- **REQUIREMENT**: From the first line to the last, print the records exactly.

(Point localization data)

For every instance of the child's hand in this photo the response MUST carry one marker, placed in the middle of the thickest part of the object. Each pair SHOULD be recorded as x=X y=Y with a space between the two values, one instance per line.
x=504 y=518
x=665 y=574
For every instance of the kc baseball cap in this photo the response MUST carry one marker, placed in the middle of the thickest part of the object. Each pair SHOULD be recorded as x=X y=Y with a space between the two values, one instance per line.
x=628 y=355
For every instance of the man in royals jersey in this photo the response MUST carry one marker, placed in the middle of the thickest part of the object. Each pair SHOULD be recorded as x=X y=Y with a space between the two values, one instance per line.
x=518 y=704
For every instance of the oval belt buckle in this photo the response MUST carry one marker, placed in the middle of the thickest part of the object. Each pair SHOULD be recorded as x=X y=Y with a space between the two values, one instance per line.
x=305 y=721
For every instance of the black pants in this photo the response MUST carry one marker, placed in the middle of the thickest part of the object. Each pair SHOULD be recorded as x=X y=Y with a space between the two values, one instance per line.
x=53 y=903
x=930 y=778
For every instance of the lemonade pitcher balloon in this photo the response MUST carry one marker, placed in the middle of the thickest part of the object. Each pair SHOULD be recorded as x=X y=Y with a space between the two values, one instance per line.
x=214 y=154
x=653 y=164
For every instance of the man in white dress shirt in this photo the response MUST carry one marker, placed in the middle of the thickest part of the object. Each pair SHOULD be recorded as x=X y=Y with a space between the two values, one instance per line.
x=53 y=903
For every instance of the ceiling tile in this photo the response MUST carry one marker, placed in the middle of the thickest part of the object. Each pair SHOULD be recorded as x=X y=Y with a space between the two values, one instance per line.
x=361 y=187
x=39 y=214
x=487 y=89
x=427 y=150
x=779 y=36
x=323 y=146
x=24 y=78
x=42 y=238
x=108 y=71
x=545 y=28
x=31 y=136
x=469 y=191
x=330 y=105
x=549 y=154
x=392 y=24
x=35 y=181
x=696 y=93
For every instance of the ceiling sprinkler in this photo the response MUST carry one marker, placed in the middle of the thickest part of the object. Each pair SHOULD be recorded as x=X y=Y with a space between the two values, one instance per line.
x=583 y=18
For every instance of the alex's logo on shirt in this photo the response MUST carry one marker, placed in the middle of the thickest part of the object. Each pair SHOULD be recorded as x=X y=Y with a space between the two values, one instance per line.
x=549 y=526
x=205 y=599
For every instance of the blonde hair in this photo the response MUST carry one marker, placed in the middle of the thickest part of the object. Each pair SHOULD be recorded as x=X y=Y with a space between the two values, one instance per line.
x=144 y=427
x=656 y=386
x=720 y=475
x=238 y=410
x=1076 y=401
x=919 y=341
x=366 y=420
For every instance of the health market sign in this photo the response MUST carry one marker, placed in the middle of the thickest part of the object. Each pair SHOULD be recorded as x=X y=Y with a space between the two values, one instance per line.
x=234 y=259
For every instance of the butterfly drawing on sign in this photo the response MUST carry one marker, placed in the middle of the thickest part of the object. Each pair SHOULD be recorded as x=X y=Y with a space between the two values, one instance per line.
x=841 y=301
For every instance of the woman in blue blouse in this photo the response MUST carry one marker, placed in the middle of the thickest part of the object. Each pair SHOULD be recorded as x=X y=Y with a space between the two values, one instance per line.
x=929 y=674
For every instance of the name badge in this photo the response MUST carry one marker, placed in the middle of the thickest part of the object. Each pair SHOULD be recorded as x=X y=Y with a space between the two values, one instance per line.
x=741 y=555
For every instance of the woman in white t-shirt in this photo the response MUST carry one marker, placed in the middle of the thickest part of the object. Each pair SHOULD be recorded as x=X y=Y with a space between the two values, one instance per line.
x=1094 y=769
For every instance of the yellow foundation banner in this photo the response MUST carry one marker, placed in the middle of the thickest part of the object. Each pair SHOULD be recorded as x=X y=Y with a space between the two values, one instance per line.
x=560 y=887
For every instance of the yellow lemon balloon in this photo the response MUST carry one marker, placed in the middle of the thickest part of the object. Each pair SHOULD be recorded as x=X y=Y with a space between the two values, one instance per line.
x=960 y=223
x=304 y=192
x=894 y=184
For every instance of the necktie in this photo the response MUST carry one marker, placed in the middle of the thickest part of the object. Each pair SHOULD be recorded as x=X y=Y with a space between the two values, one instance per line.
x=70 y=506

- **ANSWER BELOW**:
For every instance of the child's hand in this photo the response MUST carry one marker, placed in the middle of the thickest part of the object. Each pair SHOULD be recorded as x=X y=Y with a space between the two values, one instance per line.
x=504 y=518
x=665 y=574
For every instance of the kc baseball cap in this photo the response MUST carry one marker, placed in the middle of the thickest part of the object. Each pair SHOULD be recorded as x=X y=Y with a space between the two values, one instance per line.
x=628 y=355
For every instance of the man in royals jersey in this photo the response MUST carry one marker, placed in the middle of the thickest part of the object. Each pair SHOULD be recorded as x=X y=Y with a space between the two values, one instance per line.
x=518 y=704
For every instance of the oval belt buckle in this photo the response MUST carry one marker, placed in the middle of the thickest part of the object. Each pair SHOULD be recorded as x=X y=Y with a space between the two values, one instance per line.
x=305 y=721
For every instance of the black pants in this photo the response MUST carry one marker, placed in the middle of the thickest part of the object. Each pair SHOULD be recorded as x=X y=Y with a space between the two values, one instance per line.
x=53 y=903
x=930 y=778
For every instance of the lemonade pitcher balloon in this photo the response MUST carry one marker, placed in the middle of the thickest part of the object. Each pair SHOULD be recorded as x=X y=Y with a space between the two values, one instance per line.
x=214 y=154
x=653 y=164
For every instance of the man in white dress shirt in this photo the response MUST carry one marker, placed in the middle of the thickest part of the object. Each pair SHOULD be recorded as x=X y=Y with a space between the two values, one instance per line.
x=53 y=903
For every instance of the ceiling tile in this photo the response MUST carry one marker, placed in the middle of the thickest part of the object. Each pair SHOULD be recorded as x=X y=Y with a space between the two values, one instance per line.
x=361 y=187
x=39 y=214
x=487 y=89
x=427 y=150
x=779 y=36
x=323 y=146
x=24 y=78
x=42 y=238
x=108 y=71
x=545 y=28
x=31 y=136
x=469 y=191
x=330 y=105
x=549 y=154
x=392 y=24
x=35 y=181
x=696 y=93
For every instance of the ceiling sprinkler in this photo the response MUST carry one marker, placed in the middle of the thickest part of the object. Each pair SHOULD be recorded as x=X y=Y with a space between the two values, one instance per line.
x=583 y=18
For every instance of the alex's logo on shirt in this photo the response MUST carry one marker, placed in the middle of the thickest part of the object. Each pair SHOULD be recorded as x=X y=Y with a space between the two values, one instance per line.
x=549 y=526
x=205 y=599
For every instance of the blonde hair in this photo the response MUST carry one marker, placed in the middle of the thickest part of the object. Each pair SHOULD be recorded as x=X y=Y with a space between the two values, one instance per line.
x=144 y=427
x=656 y=386
x=720 y=475
x=238 y=410
x=1076 y=401
x=919 y=341
x=366 y=420
For every instance of the health market sign in this photo the response MUST carry one marker, placed in the middle of the thickest part of the object. Each pair SHOULD be recorded as x=X y=Y with a space between the two values, one instance per line.
x=234 y=259
For every instance of the butterfly drawing on sign in this photo the response MUST carry one marker, placed in the middle of the thickest part of the object. Each pair SHOULD be recorded as x=X y=Y with a space between the two values, one instance per line.
x=841 y=301
For every instance of the woman in blue blouse in this photo the response MUST carry one marker, placed in the middle of the thickest part of the object. Each pair SHOULD be recorded as x=X y=Y with a space between the two values, one instance per line.
x=929 y=674
For every instance of the name badge in this photo the response MUST carry one marker, placed in the middle of the thickest part of the object. Each pair SHOULD be recorded as x=X y=Y with a space between the two values, one instance per line.
x=741 y=555
For every instance of the woman in white t-shirt in this photo the response MUST carry one marker, placed in the middle of the thickest part of the object. Each pair SHOULD be recorded as x=X y=Y with a space between the two values, one instance per line.
x=1094 y=769
For every instance of the yellow foundation banner in this photo the response MUST carry one marker, placed in the middle of the thickest part of the object. Each pair SHOULD be recorded as x=X y=Y with a space between the two values, one instance per line.
x=560 y=887
For every instance of the yellow lemon balloon in this photo the response MUST carry one marker, placed in the middle of the thickest part of the object. Each pair SHOULD be recorded as x=X y=Y with a space between the two values, one instance per line.
x=960 y=223
x=304 y=192
x=894 y=184
For every instance of the necktie in this photo the response MUST carry one marker, placed in the middle of the thickest part of the object. Each pair SHOULD be recorded as x=X y=Y with a space between the two values, one instance per line.
x=70 y=506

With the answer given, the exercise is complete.